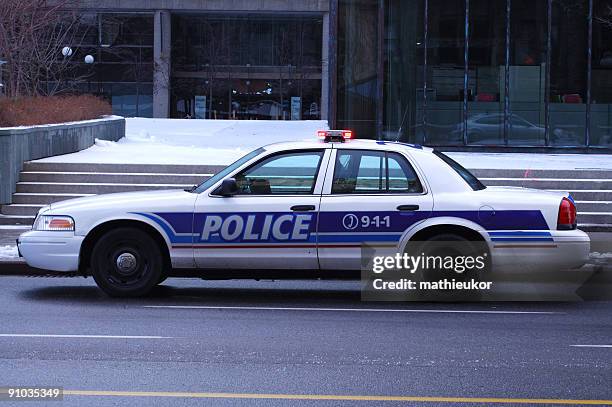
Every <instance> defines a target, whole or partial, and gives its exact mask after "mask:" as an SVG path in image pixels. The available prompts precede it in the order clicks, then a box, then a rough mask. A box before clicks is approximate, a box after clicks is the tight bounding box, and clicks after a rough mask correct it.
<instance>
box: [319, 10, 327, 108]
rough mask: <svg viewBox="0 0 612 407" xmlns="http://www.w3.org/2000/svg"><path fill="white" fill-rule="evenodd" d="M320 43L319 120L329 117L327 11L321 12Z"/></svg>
mask: <svg viewBox="0 0 612 407" xmlns="http://www.w3.org/2000/svg"><path fill="white" fill-rule="evenodd" d="M321 37H322V39H323V41H322V43H321V103H320V105H319V106H320V108H319V109H320V110H321V120H328V119H329V13H324V14H323V35H322V36H321Z"/></svg>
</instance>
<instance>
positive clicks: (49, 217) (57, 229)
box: [32, 215, 74, 232]
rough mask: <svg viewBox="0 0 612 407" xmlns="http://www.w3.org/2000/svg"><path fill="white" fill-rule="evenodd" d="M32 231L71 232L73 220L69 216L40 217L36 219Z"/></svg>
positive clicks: (73, 223) (72, 224)
mask: <svg viewBox="0 0 612 407" xmlns="http://www.w3.org/2000/svg"><path fill="white" fill-rule="evenodd" d="M32 229H33V230H39V231H59V232H73V231H74V219H72V218H71V217H70V216H55V215H40V216H38V217H37V218H36V223H34V227H33V228H32Z"/></svg>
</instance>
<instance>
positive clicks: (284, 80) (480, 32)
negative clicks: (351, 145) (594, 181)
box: [79, 0, 612, 151]
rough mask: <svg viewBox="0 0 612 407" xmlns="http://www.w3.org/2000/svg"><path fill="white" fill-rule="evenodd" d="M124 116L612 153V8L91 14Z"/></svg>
mask: <svg viewBox="0 0 612 407" xmlns="http://www.w3.org/2000/svg"><path fill="white" fill-rule="evenodd" d="M84 10H85V11H83V13H84V21H86V22H87V24H86V27H87V29H86V33H87V35H85V36H84V37H83V38H84V41H83V44H82V45H81V47H80V48H82V52H87V53H91V54H92V55H95V56H96V62H95V63H94V64H91V66H88V67H84V68H83V69H89V70H90V72H89V76H88V78H89V79H88V81H87V83H81V84H80V85H79V86H80V87H81V88H83V89H84V90H86V91H89V92H94V93H97V94H100V95H103V96H104V97H107V98H108V99H109V100H110V101H111V103H112V105H113V110H114V111H115V112H116V113H117V114H121V115H124V116H145V117H172V118H194V119H205V120H206V119H245V120H249V119H250V120H257V119H272V120H298V119H323V120H328V121H329V123H330V126H332V127H337V128H350V129H352V130H354V131H355V132H356V133H357V135H358V136H359V137H369V138H383V139H392V140H402V141H409V142H418V143H423V144H427V145H435V146H446V147H458V148H473V147H483V146H487V147H488V148H491V147H496V148H500V149H508V148H523V147H531V148H533V147H536V148H542V149H547V148H573V149H581V150H584V149H589V150H590V151H600V150H602V149H609V148H611V147H612V0H496V1H490V0H257V1H255V0H209V1H205V0H176V1H169V0H148V1H143V0H131V1H121V2H119V1H116V0H98V1H96V2H93V1H89V0H88V1H87V2H86V3H85V7H84Z"/></svg>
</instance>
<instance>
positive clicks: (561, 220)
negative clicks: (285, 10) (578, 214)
mask: <svg viewBox="0 0 612 407" xmlns="http://www.w3.org/2000/svg"><path fill="white" fill-rule="evenodd" d="M572 229H576V205H574V203H573V202H572V201H571V200H569V199H568V198H563V199H562V200H561V205H559V217H558V218H557V230H572Z"/></svg>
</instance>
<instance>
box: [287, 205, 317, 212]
mask: <svg viewBox="0 0 612 407" xmlns="http://www.w3.org/2000/svg"><path fill="white" fill-rule="evenodd" d="M291 210H292V211H294V212H308V211H314V210H315V207H314V205H293V206H292V207H291Z"/></svg>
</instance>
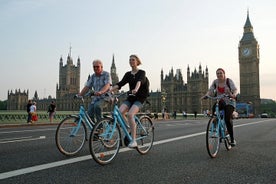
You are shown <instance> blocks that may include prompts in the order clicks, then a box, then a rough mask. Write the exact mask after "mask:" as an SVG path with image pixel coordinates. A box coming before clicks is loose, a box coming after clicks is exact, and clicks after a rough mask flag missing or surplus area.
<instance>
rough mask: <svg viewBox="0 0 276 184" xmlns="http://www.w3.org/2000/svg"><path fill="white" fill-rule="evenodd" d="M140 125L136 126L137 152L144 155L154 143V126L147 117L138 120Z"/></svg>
mask: <svg viewBox="0 0 276 184" xmlns="http://www.w3.org/2000/svg"><path fill="white" fill-rule="evenodd" d="M140 122H141V124H140V123H137V126H136V142H137V148H136V149H137V151H138V152H139V153H140V154H142V155H144V154H146V153H148V152H149V150H150V149H151V147H152V145H153V141H154V126H153V123H152V121H151V119H150V118H149V117H147V116H142V117H141V118H140Z"/></svg>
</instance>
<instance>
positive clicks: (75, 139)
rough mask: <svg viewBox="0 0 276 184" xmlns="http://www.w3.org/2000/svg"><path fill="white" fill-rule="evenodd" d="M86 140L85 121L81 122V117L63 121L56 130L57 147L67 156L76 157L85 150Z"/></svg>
mask: <svg viewBox="0 0 276 184" xmlns="http://www.w3.org/2000/svg"><path fill="white" fill-rule="evenodd" d="M78 123H80V124H79V126H78ZM86 138H87V129H86V126H85V124H84V122H83V121H81V122H79V116H76V115H70V116H68V117H66V118H65V119H63V120H62V121H61V122H60V123H59V125H58V127H57V129H56V135H55V141H56V146H57V148H58V150H59V151H60V152H61V153H62V154H64V155H66V156H73V155H76V154H77V153H78V152H79V151H80V150H81V149H82V148H83V145H84V143H85V141H86Z"/></svg>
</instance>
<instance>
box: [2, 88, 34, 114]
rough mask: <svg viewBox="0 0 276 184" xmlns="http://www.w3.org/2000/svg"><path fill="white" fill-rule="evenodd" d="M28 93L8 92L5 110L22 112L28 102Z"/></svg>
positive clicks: (24, 92) (17, 91) (19, 90)
mask: <svg viewBox="0 0 276 184" xmlns="http://www.w3.org/2000/svg"><path fill="white" fill-rule="evenodd" d="M28 96H29V91H28V90H27V91H25V90H24V91H23V92H21V91H20V89H19V90H15V92H13V91H12V90H11V91H8V100H7V110H23V109H26V105H27V103H26V102H28Z"/></svg>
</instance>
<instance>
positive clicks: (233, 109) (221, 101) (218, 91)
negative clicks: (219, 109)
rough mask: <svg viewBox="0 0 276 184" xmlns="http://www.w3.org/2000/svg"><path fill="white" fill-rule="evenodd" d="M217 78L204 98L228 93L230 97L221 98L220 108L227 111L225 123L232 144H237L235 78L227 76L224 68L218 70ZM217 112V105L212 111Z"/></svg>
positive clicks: (212, 84) (217, 70) (218, 68)
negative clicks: (236, 142)
mask: <svg viewBox="0 0 276 184" xmlns="http://www.w3.org/2000/svg"><path fill="white" fill-rule="evenodd" d="M216 75H217V79H215V80H214V81H213V82H212V84H211V86H210V88H209V90H208V91H207V93H206V94H205V96H203V97H202V98H205V97H206V96H216V95H224V94H225V95H227V96H229V97H230V98H229V97H225V98H223V99H221V100H220V102H219V109H220V110H222V109H224V112H225V123H226V127H227V130H228V133H229V135H230V139H231V142H230V145H231V146H235V145H236V141H235V139H234V131H233V120H232V119H233V118H232V114H233V112H234V109H235V106H236V103H235V99H236V96H237V94H238V93H237V92H238V90H237V88H236V86H235V84H234V82H233V80H231V79H229V78H226V77H225V71H224V70H223V69H222V68H218V69H217V71H216ZM214 112H215V105H214V106H213V109H212V113H214Z"/></svg>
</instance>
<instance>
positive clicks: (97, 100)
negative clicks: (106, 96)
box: [85, 71, 112, 103]
mask: <svg viewBox="0 0 276 184" xmlns="http://www.w3.org/2000/svg"><path fill="white" fill-rule="evenodd" d="M106 84H110V85H111V84H112V80H111V76H110V74H109V73H108V72H106V71H103V72H102V73H101V75H100V76H97V75H96V74H95V73H94V74H93V75H92V76H91V77H90V78H89V79H88V80H87V82H86V84H85V86H87V87H89V89H93V90H94V91H95V92H98V91H100V90H101V89H102V88H103V87H104V86H105V85H106ZM104 96H105V95H104V94H103V95H101V96H95V97H94V98H93V100H92V103H94V102H96V101H98V100H101V99H103V98H104Z"/></svg>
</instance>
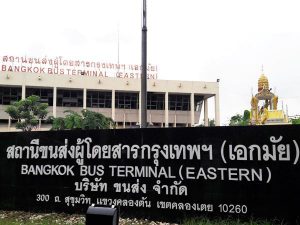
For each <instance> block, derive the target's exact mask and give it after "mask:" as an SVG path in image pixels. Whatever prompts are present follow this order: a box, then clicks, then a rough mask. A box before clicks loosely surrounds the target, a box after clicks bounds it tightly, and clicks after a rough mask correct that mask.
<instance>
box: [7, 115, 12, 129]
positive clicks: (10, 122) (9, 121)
mask: <svg viewBox="0 0 300 225" xmlns="http://www.w3.org/2000/svg"><path fill="white" fill-rule="evenodd" d="M10 127H11V117H10V116H9V117H8V130H10Z"/></svg>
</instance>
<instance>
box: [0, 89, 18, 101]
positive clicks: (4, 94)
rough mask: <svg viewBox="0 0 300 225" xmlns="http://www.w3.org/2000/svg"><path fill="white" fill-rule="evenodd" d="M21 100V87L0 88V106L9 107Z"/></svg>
mask: <svg viewBox="0 0 300 225" xmlns="http://www.w3.org/2000/svg"><path fill="white" fill-rule="evenodd" d="M21 99H22V88H21V87H0V104H1V105H11V104H12V103H14V102H17V101H19V100H21Z"/></svg>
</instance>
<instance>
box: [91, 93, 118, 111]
mask: <svg viewBox="0 0 300 225" xmlns="http://www.w3.org/2000/svg"><path fill="white" fill-rule="evenodd" d="M111 96H112V94H111V92H108V91H107V92H104V91H87V103H86V106H87V107H92V108H111V100H112V99H111V98H112V97H111Z"/></svg>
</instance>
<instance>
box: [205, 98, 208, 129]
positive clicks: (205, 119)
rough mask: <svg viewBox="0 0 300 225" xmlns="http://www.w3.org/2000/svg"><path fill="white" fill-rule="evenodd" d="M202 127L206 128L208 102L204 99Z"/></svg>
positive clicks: (207, 123) (207, 114) (207, 124)
mask: <svg viewBox="0 0 300 225" xmlns="http://www.w3.org/2000/svg"><path fill="white" fill-rule="evenodd" d="M204 126H206V127H207V126H208V102H207V98H206V99H204Z"/></svg>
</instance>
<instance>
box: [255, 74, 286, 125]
mask: <svg viewBox="0 0 300 225" xmlns="http://www.w3.org/2000/svg"><path fill="white" fill-rule="evenodd" d="M257 86H258V89H257V91H258V92H257V94H255V95H254V96H253V95H252V98H251V113H250V118H251V124H252V125H261V124H288V123H289V122H288V116H287V115H286V114H285V113H284V111H283V110H278V109H277V104H278V96H276V95H275V94H274V93H272V92H271V89H270V88H269V81H268V78H267V77H266V76H265V75H264V74H263V73H262V74H261V76H260V77H259V79H258V83H257ZM260 101H262V102H263V103H262V104H261V105H259V102H260Z"/></svg>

----

**Problem requirements:** Scan the material above. Copy each line where "that" occurs.

**Answer to this exercise:**
You are shown <instance> blocks that may include prompts in the order clicks, then a box, then a rough mask. Write the exact mask after "mask:" as an SVG path with image pixel coordinates. A box coming before clicks is loose, a box coming after clicks is exact, and clicks after a rough mask flag missing or surplus area.
For each <instance> block, derive the target's exact mask and give it after "mask:" as an SVG path in image pixels. Whatever prompts are present follow this order: a box, then clicks, then a rough mask. A box before clicks loosely surrounds the target, a box after clicks bounds it tightly, and clicks after a rough mask correct that mask.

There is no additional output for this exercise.